>> Begin Passage provided

What if the US just nukes every country with terrorists in it? There would
hypothetically be no terrorists left, and everyone would work very hard not to
be grouped in with those countires, otherwise they're going to get nuked too.

It sounds crazy (and I certainly don't condone that strategy), but realize
that is one of the other options. For the vast majority of history winning
wars didn't rely on winning the hearts and minds of _anyone_ , it relied on
the complete destruction and subjugation of the other faction.

You could say "this war is different", but it really is not. It is different
than the West on West wars of the last 3 centuries, but it is no different
than a lot of guerilla wars in the past. The Native Americans tried really
hard to stop Americans from expanding into their land - and the US won that
guerilla war by just excersizing extreme cruelty.

Trying to win hearts and minds is a losing strategy against an opponent who
doesn't care about that at all. The terrorists are not trying to win our
hearts and minds, they are trying to kill as many Americans as possible. That
makes their goals a lot easier to achieve.

>> End Passage provided
>> Begin Information provided

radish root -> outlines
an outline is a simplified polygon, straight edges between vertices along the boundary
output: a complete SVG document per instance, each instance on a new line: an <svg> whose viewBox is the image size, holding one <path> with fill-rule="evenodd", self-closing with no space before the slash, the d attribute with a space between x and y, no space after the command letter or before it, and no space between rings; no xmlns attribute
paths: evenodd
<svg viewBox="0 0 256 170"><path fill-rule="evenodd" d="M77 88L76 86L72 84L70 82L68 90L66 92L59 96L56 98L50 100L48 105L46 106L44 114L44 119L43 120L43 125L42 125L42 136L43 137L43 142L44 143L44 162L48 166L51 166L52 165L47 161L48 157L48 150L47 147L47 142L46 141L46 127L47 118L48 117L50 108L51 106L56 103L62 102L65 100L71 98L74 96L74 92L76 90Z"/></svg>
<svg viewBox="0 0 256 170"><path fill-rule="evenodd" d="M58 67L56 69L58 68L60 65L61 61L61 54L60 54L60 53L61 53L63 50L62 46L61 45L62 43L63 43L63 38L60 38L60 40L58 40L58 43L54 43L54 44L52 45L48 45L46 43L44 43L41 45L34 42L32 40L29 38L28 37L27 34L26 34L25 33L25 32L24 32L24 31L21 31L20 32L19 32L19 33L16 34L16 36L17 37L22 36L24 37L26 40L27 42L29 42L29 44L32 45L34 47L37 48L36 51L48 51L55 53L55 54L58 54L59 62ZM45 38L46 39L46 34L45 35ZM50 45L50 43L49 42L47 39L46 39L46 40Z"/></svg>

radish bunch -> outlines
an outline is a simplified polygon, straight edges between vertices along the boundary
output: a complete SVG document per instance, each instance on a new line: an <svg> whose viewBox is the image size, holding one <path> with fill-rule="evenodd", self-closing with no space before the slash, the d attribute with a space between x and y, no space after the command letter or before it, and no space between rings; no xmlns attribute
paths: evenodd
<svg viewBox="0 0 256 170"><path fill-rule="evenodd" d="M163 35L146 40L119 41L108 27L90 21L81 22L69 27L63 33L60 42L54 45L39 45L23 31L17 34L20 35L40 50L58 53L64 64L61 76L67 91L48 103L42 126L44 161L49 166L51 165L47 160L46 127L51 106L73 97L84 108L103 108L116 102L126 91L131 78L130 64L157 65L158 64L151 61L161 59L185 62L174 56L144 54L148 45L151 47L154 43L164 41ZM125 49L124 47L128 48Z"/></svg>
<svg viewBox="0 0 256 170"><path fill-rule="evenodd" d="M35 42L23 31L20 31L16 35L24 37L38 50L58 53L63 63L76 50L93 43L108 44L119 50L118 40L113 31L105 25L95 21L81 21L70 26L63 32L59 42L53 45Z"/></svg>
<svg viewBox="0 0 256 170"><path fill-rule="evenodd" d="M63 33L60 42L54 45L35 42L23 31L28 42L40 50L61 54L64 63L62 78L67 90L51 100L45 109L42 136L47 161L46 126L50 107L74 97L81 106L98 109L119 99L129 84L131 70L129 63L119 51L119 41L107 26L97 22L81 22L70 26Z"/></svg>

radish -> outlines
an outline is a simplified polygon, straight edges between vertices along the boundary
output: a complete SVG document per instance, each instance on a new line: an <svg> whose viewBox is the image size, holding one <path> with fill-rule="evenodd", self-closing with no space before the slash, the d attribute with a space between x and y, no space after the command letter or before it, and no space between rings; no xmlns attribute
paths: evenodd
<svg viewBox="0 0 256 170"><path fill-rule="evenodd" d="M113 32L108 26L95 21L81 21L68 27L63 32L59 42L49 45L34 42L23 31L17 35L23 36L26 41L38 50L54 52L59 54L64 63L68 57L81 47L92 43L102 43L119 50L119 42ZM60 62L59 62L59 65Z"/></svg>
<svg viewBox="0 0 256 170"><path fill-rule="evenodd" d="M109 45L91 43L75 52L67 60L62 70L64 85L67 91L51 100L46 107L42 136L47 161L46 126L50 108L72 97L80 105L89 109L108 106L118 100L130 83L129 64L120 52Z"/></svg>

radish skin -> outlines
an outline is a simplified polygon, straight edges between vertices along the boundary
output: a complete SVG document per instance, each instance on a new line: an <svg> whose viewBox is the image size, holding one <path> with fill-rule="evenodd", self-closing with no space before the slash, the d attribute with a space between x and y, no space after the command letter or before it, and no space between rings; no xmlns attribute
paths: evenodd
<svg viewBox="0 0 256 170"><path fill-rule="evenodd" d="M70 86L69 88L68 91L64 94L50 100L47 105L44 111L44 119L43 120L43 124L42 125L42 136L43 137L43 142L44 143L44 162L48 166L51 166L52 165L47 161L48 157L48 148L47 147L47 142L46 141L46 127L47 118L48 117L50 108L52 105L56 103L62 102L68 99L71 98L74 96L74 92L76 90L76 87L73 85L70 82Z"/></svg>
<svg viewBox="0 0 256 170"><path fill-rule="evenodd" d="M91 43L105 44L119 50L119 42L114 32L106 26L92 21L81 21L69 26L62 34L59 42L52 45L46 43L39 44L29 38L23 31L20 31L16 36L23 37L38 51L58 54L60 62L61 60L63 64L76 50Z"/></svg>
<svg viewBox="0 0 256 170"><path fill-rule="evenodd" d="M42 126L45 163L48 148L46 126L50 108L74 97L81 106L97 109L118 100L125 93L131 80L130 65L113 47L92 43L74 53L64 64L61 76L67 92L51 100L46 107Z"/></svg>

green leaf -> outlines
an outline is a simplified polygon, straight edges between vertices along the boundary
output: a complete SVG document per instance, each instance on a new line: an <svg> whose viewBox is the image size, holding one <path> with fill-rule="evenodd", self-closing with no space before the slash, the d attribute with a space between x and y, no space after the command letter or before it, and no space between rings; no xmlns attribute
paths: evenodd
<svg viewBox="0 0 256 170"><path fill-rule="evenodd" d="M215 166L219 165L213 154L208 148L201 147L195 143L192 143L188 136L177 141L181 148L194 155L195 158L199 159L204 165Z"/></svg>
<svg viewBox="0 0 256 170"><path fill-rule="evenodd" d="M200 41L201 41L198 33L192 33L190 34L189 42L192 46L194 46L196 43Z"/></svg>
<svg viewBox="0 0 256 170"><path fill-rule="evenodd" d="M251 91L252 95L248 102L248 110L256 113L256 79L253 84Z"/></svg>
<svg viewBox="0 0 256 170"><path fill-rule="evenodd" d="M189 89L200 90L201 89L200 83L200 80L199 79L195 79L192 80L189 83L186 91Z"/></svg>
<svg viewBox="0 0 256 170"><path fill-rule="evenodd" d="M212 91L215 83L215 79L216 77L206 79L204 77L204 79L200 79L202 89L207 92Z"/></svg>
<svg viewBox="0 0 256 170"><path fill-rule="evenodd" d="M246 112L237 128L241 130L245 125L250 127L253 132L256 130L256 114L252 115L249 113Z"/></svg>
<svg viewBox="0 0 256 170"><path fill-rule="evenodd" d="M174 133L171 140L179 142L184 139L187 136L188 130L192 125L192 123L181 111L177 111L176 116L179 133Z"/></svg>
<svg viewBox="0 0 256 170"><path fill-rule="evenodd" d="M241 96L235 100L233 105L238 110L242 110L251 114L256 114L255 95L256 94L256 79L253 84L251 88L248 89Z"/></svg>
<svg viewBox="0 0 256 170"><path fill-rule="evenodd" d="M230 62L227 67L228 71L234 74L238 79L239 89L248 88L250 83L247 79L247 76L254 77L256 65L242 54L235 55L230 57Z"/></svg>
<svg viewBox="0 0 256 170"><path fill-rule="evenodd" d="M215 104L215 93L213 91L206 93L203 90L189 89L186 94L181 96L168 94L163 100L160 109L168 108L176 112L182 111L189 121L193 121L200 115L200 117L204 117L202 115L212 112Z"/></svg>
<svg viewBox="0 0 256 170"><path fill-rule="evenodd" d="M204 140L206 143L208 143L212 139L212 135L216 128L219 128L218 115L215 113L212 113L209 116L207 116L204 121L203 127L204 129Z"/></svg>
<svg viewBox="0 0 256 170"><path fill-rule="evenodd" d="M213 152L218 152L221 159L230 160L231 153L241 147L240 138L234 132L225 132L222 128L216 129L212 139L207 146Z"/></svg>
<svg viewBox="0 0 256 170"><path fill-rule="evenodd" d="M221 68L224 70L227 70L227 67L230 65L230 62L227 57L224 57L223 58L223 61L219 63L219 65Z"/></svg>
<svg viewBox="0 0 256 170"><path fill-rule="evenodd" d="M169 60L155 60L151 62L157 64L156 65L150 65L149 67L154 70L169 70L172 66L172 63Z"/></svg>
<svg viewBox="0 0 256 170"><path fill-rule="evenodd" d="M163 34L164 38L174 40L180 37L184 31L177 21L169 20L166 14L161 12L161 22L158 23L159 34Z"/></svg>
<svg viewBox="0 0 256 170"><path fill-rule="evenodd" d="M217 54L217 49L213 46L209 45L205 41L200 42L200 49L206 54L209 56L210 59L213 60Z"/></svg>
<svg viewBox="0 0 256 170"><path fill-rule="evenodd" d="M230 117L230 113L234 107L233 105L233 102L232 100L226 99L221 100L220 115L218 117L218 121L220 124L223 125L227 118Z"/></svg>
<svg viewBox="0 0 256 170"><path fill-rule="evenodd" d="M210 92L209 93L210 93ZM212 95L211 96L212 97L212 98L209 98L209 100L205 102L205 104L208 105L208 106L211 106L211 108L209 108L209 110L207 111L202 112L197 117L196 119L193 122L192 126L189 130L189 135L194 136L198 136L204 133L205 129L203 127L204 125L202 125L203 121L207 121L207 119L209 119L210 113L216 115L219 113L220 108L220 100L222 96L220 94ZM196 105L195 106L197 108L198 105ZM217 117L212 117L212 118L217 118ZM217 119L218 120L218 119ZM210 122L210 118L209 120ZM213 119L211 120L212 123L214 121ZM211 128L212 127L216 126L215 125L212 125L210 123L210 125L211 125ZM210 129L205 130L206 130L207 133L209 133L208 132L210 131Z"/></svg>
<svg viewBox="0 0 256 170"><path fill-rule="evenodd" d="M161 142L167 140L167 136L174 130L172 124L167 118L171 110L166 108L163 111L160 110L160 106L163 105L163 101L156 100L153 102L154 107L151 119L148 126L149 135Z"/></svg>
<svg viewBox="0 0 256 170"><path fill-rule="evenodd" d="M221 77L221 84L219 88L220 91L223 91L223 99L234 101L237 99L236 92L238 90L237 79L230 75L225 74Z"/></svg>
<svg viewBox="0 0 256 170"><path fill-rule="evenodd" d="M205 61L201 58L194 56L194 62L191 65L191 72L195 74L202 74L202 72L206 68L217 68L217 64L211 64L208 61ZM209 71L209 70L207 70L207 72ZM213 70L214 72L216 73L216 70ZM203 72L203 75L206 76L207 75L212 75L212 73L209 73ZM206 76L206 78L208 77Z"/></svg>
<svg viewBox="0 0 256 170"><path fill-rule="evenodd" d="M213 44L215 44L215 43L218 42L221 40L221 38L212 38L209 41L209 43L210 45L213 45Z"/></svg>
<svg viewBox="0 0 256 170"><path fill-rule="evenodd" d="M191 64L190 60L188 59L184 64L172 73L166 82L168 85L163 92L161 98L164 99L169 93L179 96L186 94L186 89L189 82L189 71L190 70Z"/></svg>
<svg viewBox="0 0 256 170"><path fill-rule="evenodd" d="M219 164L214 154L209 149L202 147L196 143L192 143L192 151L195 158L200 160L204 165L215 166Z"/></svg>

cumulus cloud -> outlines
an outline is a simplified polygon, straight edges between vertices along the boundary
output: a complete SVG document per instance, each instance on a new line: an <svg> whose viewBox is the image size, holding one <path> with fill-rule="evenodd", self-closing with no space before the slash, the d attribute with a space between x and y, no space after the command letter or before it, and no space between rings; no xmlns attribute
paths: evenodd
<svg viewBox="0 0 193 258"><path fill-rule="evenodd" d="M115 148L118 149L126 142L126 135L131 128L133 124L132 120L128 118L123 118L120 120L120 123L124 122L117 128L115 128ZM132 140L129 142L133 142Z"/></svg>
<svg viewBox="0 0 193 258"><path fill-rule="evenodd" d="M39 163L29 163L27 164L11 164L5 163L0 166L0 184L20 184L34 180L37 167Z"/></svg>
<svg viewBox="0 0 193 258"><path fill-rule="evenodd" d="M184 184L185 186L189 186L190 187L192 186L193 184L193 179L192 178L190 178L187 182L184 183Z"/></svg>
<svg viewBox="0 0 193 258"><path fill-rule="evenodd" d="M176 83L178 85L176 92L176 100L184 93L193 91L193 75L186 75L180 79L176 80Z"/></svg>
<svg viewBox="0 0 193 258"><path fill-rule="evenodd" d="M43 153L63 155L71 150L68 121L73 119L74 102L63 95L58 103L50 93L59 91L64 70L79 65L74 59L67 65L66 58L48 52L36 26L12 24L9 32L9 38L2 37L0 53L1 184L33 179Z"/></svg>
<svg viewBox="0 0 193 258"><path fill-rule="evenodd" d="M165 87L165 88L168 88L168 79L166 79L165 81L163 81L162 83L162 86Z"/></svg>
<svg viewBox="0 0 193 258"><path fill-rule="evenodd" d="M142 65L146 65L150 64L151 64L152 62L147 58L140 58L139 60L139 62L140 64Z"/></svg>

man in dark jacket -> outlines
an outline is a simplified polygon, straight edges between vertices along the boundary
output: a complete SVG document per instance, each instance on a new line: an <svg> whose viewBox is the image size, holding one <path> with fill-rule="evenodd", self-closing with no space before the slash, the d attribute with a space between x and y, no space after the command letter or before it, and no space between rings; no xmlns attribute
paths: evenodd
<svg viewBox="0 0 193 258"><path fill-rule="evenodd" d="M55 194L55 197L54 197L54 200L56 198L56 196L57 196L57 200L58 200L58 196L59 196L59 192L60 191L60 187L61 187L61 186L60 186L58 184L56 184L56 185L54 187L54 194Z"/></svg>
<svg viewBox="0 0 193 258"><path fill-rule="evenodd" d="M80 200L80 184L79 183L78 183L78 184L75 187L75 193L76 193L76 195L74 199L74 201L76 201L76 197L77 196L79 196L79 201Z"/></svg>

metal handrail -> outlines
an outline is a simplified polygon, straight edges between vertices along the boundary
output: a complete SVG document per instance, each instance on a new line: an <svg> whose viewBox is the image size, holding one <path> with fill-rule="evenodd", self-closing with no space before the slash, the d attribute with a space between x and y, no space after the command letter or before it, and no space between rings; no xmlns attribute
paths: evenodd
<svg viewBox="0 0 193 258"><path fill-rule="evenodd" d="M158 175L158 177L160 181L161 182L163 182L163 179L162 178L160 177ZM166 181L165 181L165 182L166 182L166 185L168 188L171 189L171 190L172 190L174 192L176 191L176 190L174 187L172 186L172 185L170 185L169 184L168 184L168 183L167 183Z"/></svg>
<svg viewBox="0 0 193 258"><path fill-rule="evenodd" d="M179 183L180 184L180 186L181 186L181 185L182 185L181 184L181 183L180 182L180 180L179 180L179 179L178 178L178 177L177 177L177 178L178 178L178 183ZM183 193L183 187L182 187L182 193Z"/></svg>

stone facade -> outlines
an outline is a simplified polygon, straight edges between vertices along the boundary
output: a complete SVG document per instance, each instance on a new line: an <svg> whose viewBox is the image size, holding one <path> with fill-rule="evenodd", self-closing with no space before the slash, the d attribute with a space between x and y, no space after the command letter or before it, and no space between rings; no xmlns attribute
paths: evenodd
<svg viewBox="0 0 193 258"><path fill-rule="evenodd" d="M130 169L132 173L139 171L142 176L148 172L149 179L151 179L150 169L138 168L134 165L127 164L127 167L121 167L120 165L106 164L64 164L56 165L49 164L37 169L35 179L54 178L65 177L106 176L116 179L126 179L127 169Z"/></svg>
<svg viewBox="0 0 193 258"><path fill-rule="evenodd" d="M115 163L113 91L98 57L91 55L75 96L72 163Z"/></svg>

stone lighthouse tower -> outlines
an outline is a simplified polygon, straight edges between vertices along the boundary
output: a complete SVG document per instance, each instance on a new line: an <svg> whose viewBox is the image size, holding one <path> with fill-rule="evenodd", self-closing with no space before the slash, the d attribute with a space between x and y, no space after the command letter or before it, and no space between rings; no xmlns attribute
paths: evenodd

>> End Information provided

• [Task instructions]
(a) Summarize the forum comment in two sentences.
(b) Set down, word for word, the stretch of the forum comment from "You could say" through "excersizing extreme cruelty.".

• [Exercise answers]
(a) The comment raises, without endorsing it, the option of the US using nuclear weapons on every country with terrorists in it, and notes that for most of history wars were won through the complete destruction and subjugation of the other side rather than by winning hearts and minds. It argues that this war is no different from many past guerrilla wars, such as the one the US won against Native Americans through extreme cruelty, and that trying to win hearts and minds is a losing strategy against terrorists who only want to kill as many Americans as possible.

(b)
You could say "this war is different", but it really is not. It is different
than the West on West wars of the last 3 centuries, but it is no different
than a lot of guerilla wars in the past. The Native Americans tried really
hard to stop Americans from expanding into their land - and the US won that
guerilla war by just excersizing extreme cruelty.